**Directions**
Rewrite the lines from the one containing "Phrase -- roof shingle" through the end of the listing, changing "target" to "object" and leaving everything else the same.

Point annotation dataset listing
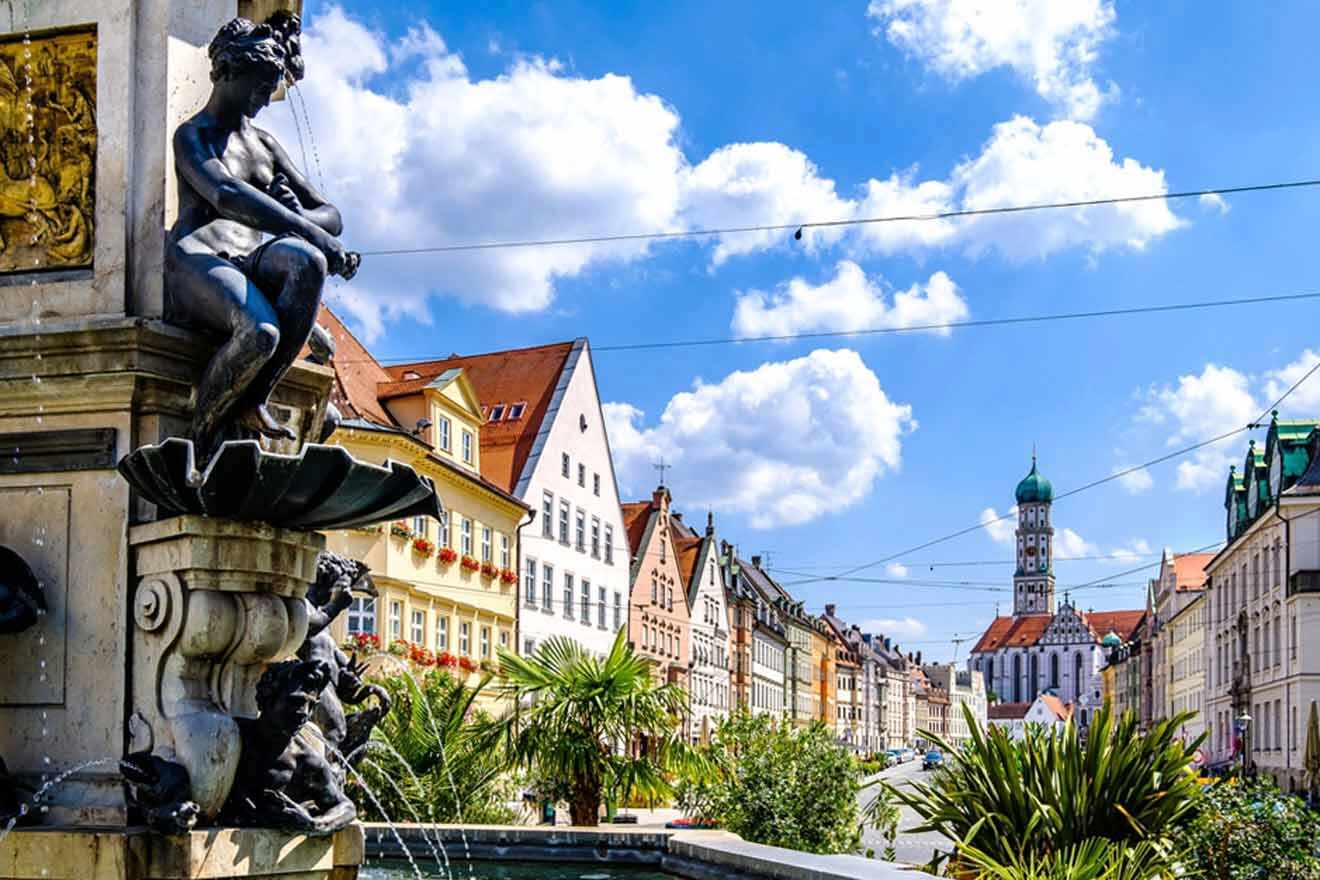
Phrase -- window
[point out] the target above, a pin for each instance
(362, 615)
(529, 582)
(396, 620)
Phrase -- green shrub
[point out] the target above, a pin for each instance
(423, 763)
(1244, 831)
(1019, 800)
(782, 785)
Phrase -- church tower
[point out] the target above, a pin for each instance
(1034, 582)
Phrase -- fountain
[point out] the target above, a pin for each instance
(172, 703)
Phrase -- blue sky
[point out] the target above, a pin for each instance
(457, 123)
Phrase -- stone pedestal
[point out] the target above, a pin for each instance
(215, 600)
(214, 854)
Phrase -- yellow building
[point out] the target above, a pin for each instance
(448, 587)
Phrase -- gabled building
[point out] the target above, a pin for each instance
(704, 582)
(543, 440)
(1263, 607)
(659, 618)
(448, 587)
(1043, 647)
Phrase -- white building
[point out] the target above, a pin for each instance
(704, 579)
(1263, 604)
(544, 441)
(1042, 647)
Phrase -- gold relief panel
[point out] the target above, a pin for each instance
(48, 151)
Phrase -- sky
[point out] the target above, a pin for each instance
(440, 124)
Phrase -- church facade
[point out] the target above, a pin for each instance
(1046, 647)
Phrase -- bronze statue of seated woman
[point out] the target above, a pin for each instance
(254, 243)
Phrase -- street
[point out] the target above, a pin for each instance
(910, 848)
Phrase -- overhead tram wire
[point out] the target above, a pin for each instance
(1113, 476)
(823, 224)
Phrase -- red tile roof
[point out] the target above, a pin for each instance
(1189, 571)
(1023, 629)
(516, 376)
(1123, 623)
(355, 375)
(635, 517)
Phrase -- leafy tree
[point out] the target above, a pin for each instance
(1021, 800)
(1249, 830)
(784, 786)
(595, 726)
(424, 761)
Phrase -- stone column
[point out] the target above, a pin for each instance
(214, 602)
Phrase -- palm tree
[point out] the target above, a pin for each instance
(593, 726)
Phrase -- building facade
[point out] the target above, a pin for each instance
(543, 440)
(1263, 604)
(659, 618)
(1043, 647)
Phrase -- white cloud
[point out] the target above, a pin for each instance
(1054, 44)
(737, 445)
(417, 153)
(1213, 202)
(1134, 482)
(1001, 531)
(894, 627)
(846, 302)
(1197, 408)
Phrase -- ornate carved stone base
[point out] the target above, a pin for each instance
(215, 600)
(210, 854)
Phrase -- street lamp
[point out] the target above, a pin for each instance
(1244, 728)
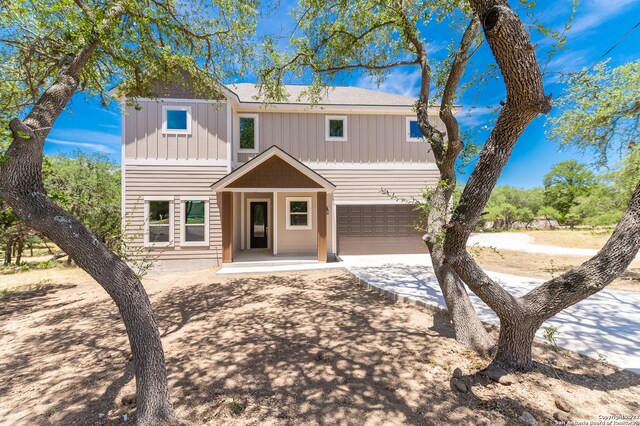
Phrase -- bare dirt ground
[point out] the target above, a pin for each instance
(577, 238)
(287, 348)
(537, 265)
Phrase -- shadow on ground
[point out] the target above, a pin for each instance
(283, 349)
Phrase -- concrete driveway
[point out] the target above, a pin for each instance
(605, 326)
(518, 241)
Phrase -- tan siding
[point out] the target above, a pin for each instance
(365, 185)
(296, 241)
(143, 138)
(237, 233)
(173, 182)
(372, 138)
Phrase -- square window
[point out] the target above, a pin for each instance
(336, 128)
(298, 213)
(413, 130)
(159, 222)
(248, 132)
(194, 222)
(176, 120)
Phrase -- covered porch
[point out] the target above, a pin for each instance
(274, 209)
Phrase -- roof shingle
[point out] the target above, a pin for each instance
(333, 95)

**Problem solution**
Phrase -- roof shingle
[point out] the object above, a pin for each instance
(333, 95)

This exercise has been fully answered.